Passage shown:

It used to be that in the past artists would seek out a “record deal” in order to have their music manufactured on vinyl, cassette tapes, cd’s , etc., but now those forms of media are as obsolete as 8 track tapes and VCR’s due to the convenience, popularity and cost effectiveness of mp3 downloads. Music fans no longer have to go to a physical record store to buy music which is why you can barely find a traditional record store that is still in business. Even the world famous Rock & Soul in NYC closed its doors for good a few years back. It used to be we needed record companies to service these outlets but those outlets don’t exist anymore and fans can simply download music directly to their computers and smartphone’s now, so that role is no longer a viable reason for artists to seek a record deal.

Artists can now reach their fans by cutting out the middle-man and directly dealing with a digital distributor to get their music to the masses and also not having to relinquish the majority of their profits to do it. A traditional record company contract would only offer artists anywhere between 10-18 points or % of the net profits from the sale of their music and the label usually owns the master recordings of that music forever, whereas artists who have digital distribution situations set up can retain 80-85% of their profits generated from the sale of their music only paying a small distribution fee to the digital distribution outlet and keep ownership of their own master recordings. This is huge for the artists, putting the power into their hands where it belongs.

Provided information:
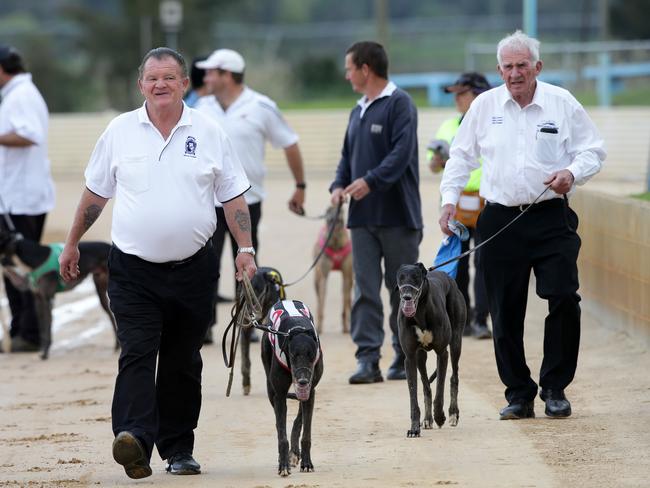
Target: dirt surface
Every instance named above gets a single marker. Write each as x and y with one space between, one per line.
55 415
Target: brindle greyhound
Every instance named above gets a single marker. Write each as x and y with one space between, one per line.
292 356
431 317
269 288
26 263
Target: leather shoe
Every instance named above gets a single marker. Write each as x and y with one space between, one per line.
557 406
367 372
129 452
518 409
182 463
396 370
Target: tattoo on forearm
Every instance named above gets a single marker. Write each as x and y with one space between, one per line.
243 220
90 215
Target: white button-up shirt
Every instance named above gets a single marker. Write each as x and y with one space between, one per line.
250 121
517 156
164 189
26 185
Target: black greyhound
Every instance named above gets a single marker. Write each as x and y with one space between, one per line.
30 265
269 288
431 317
292 356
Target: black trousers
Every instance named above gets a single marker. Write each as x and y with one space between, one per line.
544 240
219 236
24 321
462 280
162 313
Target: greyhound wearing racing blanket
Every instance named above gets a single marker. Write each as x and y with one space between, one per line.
431 317
292 356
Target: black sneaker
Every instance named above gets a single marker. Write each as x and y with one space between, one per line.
129 452
182 463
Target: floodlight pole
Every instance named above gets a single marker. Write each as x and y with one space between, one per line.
530 17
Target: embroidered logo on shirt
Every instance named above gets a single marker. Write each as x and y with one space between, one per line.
190 147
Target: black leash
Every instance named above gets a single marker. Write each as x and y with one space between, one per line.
322 250
475 248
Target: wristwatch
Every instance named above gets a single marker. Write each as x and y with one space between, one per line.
248 250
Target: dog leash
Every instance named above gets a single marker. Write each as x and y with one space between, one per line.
330 233
476 248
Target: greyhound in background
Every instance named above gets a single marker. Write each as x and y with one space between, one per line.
431 317
33 266
337 257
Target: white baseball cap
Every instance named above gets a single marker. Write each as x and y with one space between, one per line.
225 59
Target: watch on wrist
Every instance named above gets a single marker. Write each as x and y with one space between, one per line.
247 250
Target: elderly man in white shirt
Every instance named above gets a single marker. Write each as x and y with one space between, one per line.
164 164
26 187
530 135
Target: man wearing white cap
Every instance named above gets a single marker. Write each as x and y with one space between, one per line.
249 119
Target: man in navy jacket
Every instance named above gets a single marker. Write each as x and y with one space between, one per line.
378 170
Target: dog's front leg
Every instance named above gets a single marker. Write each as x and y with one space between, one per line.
438 401
280 407
307 408
412 380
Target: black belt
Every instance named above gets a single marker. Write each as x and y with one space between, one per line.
174 264
545 204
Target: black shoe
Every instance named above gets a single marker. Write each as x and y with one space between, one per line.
396 370
128 451
557 406
480 331
18 344
367 372
518 409
182 463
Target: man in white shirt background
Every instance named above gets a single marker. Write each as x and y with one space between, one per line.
530 135
26 186
250 119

What to do: Please condense the paragraph in the record-deals passage above that begins "Artists can now reach their fans" into a short bulleted list that keeps its main facts.

The solution:
- Artists can cut out the middleman and deal directly with a digital distributor to get their music to the masses without giving up most of their profits.
- A traditional record contract offers artists only 10–18 points, or percent, of the net profits from their music sales, and the label usually owns the master recordings forever.
- With digital distribution, artists keep 80–85% of their sales profits, pay only a small distribution fee, and retain ownership of their master recordings.
- This puts the power in artists' hands, where it belongs.